Please repeat every entry that follows, keeping each one exactly the same.
━━━━━ Study material ━━━━━
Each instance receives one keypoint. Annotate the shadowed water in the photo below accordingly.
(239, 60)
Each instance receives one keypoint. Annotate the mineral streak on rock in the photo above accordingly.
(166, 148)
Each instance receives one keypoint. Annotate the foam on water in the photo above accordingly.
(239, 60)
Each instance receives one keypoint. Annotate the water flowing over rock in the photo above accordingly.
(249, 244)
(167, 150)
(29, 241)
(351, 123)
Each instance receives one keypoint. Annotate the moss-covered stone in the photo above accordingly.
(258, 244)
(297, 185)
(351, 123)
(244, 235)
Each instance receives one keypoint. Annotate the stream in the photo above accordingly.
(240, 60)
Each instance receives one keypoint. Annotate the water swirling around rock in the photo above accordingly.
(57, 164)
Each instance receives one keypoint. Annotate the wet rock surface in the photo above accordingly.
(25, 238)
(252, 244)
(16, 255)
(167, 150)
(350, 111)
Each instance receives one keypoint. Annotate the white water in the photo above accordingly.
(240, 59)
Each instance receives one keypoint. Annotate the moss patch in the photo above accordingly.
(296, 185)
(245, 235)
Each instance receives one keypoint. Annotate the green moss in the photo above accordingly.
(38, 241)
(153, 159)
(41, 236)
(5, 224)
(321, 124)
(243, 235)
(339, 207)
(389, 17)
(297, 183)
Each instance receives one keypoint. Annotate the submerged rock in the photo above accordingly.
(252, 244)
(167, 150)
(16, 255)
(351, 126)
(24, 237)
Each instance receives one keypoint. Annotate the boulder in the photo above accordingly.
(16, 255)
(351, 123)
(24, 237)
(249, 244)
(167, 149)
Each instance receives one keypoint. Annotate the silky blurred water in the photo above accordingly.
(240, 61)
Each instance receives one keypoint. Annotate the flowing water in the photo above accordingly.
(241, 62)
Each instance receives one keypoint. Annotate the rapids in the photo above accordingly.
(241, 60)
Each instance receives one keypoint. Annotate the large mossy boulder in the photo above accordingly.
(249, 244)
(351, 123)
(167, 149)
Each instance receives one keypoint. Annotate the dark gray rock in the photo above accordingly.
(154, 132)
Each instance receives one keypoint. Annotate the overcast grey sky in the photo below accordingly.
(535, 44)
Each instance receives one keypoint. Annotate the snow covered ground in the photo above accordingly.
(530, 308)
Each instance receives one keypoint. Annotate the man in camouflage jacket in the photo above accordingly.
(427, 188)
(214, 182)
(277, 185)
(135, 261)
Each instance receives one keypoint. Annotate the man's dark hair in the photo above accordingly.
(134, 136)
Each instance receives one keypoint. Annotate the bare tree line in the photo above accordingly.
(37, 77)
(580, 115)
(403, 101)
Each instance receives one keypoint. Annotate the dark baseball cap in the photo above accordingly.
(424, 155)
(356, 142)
━━━━━
● Your response:
Each instance receives one keypoint. Annotate the shadowed water in the photo below accordingly.
(239, 60)
Each instance receives one keypoint. Annotate the mineral streak on rock in the photo above accordingly.
(166, 148)
Each instance receives one keypoint. Annotate the foam on water in the photo above accordingly.
(239, 60)
Each instance receives one keypoint. Annotate the water flowing over rock in the photo above accordingly.
(249, 244)
(167, 150)
(29, 241)
(351, 123)
Each instance receives one keypoint. Annotate the moss-covered stone in the photo above accordingly.
(258, 244)
(297, 185)
(351, 123)
(244, 235)
Each instance receives one keypoint. Annotate the stream in the photo above accordingly.
(240, 60)
Each instance receives one keypoint. Annotate the water swirling around rock in the photo above accordingly.
(57, 164)
Each instance receives one keypoint. Annotate the wet rock surface in the photo above accordingly.
(25, 238)
(252, 244)
(16, 255)
(167, 150)
(350, 111)
Each instance receives one keypoint. Annotate the white water in the photo above accordingly.
(240, 59)
Each instance receives one keypoint. Annotate the moss patch in the photo above accordingly.
(296, 185)
(245, 235)
Each instance receives one keypoint. Annotate the green moss in the photo above accordingly.
(38, 241)
(153, 159)
(41, 236)
(5, 224)
(321, 124)
(243, 235)
(339, 207)
(389, 17)
(297, 183)
Each instance receives one keypoint. Annotate the submerged rock in the photo above accordingly.
(252, 244)
(167, 150)
(16, 255)
(351, 126)
(24, 237)
Each instance receives one keypoint. Annotate the boulder in the photo above accordingly.
(16, 255)
(351, 123)
(24, 237)
(249, 244)
(167, 149)
Each instance receives one keypoint. Annotate the silky blurred water in the photo above accordingly.
(240, 61)
Each instance receives one keypoint. Annotate the flowing water in the photo above accordingly.
(241, 62)
Each instance receives one keypoint. Annotate the rapids in the photo above accordingly.
(241, 60)
Each instance receives one keypoint. Annotate the large mossy boulder in the photo above accordingly.
(249, 244)
(351, 123)
(167, 149)
Each instance receives one keypoint. Annotate the dark gray rock in the photo above accordingly.
(154, 132)
Each instance receives one keypoint. Annotate the overcast grey sky in the photo below accordingly.
(535, 44)
Each instance receives one keypoint. Annotate the snow covered ground in the photo above accordingly.
(530, 308)
Each instance receives one keypoint. Annotate the man in camouflage jacket in the photo above accordingly.
(427, 188)
(214, 182)
(277, 185)
(135, 261)
Each instance receives one keypoint. Annotate the man's dark hair in the photo above accordingly.
(134, 136)
Each instance receives one keypoint. Annotate the bare tree line in the photo above accordingly.
(37, 77)
(580, 115)
(403, 101)
Each instance receives one keypoint. Annotate the dark baseball cap in the photo above accordingly.
(424, 155)
(356, 142)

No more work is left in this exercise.